Stated goal:
Gather every line of the listing that contains the string "metal", matching case exactly.

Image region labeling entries
------------------------------------------------------------

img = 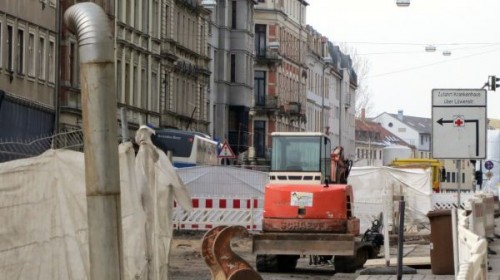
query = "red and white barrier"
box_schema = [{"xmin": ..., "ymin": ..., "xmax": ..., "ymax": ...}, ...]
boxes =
[{"xmin": 173, "ymin": 197, "xmax": 264, "ymax": 230}]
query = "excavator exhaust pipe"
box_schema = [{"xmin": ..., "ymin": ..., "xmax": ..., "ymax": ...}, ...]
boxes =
[
  {"xmin": 201, "ymin": 226, "xmax": 262, "ymax": 280},
  {"xmin": 64, "ymin": 2, "xmax": 123, "ymax": 279}
]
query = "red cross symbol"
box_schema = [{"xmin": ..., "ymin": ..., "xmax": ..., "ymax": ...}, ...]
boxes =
[{"xmin": 453, "ymin": 118, "xmax": 465, "ymax": 127}]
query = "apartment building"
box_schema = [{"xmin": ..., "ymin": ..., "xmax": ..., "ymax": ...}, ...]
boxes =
[
  {"xmin": 162, "ymin": 0, "xmax": 212, "ymax": 134},
  {"xmin": 0, "ymin": 0, "xmax": 58, "ymax": 145},
  {"xmin": 249, "ymin": 0, "xmax": 308, "ymax": 164},
  {"xmin": 59, "ymin": 0, "xmax": 210, "ymax": 137},
  {"xmin": 202, "ymin": 0, "xmax": 257, "ymax": 154}
]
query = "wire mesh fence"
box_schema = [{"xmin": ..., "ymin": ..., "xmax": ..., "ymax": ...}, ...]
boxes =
[{"xmin": 0, "ymin": 129, "xmax": 83, "ymax": 162}]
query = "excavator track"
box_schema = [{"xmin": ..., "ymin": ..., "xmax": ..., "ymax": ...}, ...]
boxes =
[{"xmin": 201, "ymin": 226, "xmax": 262, "ymax": 280}]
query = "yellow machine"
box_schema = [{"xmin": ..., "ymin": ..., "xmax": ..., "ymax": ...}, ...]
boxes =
[{"xmin": 389, "ymin": 158, "xmax": 444, "ymax": 192}]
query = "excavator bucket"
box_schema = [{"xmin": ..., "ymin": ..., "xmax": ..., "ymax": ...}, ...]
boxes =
[{"xmin": 201, "ymin": 226, "xmax": 262, "ymax": 280}]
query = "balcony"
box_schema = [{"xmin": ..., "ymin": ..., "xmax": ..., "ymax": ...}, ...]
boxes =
[
  {"xmin": 287, "ymin": 102, "xmax": 301, "ymax": 115},
  {"xmin": 255, "ymin": 48, "xmax": 283, "ymax": 66},
  {"xmin": 251, "ymin": 95, "xmax": 283, "ymax": 115}
]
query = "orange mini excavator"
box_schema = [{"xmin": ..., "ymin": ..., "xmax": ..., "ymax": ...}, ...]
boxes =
[{"xmin": 252, "ymin": 132, "xmax": 383, "ymax": 272}]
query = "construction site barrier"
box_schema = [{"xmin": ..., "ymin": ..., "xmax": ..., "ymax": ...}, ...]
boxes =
[
  {"xmin": 454, "ymin": 193, "xmax": 495, "ymax": 280},
  {"xmin": 173, "ymin": 197, "xmax": 264, "ymax": 231}
]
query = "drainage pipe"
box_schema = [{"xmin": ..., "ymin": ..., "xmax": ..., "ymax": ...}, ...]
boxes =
[{"xmin": 64, "ymin": 2, "xmax": 123, "ymax": 279}]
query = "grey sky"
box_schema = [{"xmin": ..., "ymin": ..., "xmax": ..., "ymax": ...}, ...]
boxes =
[{"xmin": 307, "ymin": 0, "xmax": 500, "ymax": 119}]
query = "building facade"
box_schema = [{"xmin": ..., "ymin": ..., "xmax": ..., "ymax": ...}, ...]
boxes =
[
  {"xmin": 59, "ymin": 0, "xmax": 210, "ymax": 138},
  {"xmin": 249, "ymin": 0, "xmax": 308, "ymax": 164},
  {"xmin": 372, "ymin": 110, "xmax": 475, "ymax": 190},
  {"xmin": 0, "ymin": 0, "xmax": 59, "ymax": 158},
  {"xmin": 354, "ymin": 113, "xmax": 415, "ymax": 166},
  {"xmin": 207, "ymin": 0, "xmax": 257, "ymax": 154}
]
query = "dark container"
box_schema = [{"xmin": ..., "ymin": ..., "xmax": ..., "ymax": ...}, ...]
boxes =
[{"xmin": 427, "ymin": 209, "xmax": 455, "ymax": 275}]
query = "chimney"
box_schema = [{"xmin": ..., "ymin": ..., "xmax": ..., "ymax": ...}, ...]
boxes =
[{"xmin": 398, "ymin": 110, "xmax": 404, "ymax": 121}]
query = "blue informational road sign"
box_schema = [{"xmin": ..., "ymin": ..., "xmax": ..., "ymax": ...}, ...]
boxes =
[{"xmin": 484, "ymin": 160, "xmax": 493, "ymax": 170}]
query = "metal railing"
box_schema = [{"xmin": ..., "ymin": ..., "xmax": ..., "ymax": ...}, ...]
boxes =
[{"xmin": 0, "ymin": 130, "xmax": 83, "ymax": 162}]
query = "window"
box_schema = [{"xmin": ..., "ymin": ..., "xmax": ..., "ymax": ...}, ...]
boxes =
[
  {"xmin": 152, "ymin": 0, "xmax": 160, "ymax": 37},
  {"xmin": 150, "ymin": 70, "xmax": 160, "ymax": 112},
  {"xmin": 253, "ymin": 71, "xmax": 266, "ymax": 106},
  {"xmin": 231, "ymin": 1, "xmax": 237, "ymax": 29},
  {"xmin": 126, "ymin": 0, "xmax": 132, "ymax": 24},
  {"xmin": 253, "ymin": 121, "xmax": 266, "ymax": 157},
  {"xmin": 7, "ymin": 25, "xmax": 14, "ymax": 72},
  {"xmin": 0, "ymin": 21, "xmax": 3, "ymax": 68},
  {"xmin": 116, "ymin": 1, "xmax": 125, "ymax": 21},
  {"xmin": 125, "ymin": 62, "xmax": 130, "ymax": 105},
  {"xmin": 231, "ymin": 54, "xmax": 236, "ymax": 83},
  {"xmin": 132, "ymin": 65, "xmax": 140, "ymax": 107},
  {"xmin": 69, "ymin": 42, "xmax": 80, "ymax": 87},
  {"xmin": 134, "ymin": 0, "xmax": 139, "ymax": 30},
  {"xmin": 139, "ymin": 68, "xmax": 148, "ymax": 109},
  {"xmin": 255, "ymin": 24, "xmax": 266, "ymax": 56},
  {"xmin": 116, "ymin": 59, "xmax": 122, "ymax": 102},
  {"xmin": 49, "ymin": 40, "xmax": 56, "ymax": 83},
  {"xmin": 38, "ymin": 37, "xmax": 45, "ymax": 80},
  {"xmin": 17, "ymin": 29, "xmax": 24, "ymax": 74},
  {"xmin": 143, "ymin": 0, "xmax": 149, "ymax": 33},
  {"xmin": 26, "ymin": 32, "xmax": 36, "ymax": 77}
]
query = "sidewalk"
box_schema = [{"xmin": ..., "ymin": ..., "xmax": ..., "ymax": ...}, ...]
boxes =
[{"xmin": 348, "ymin": 218, "xmax": 500, "ymax": 280}]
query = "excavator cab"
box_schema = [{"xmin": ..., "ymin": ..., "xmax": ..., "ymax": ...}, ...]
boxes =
[{"xmin": 270, "ymin": 132, "xmax": 332, "ymax": 184}]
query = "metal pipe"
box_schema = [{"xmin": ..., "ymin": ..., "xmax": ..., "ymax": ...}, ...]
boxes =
[{"xmin": 64, "ymin": 2, "xmax": 123, "ymax": 279}]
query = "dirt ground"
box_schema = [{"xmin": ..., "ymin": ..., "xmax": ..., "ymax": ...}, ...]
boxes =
[
  {"xmin": 170, "ymin": 232, "xmax": 357, "ymax": 280},
  {"xmin": 170, "ymin": 231, "xmax": 430, "ymax": 280}
]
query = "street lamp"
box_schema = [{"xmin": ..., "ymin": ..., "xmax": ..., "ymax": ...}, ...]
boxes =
[
  {"xmin": 201, "ymin": 0, "xmax": 217, "ymax": 8},
  {"xmin": 320, "ymin": 56, "xmax": 333, "ymax": 132},
  {"xmin": 396, "ymin": 0, "xmax": 410, "ymax": 7}
]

------------------------------------------------------------

Complete response:
query = "metal railing"
query = "metal pipe"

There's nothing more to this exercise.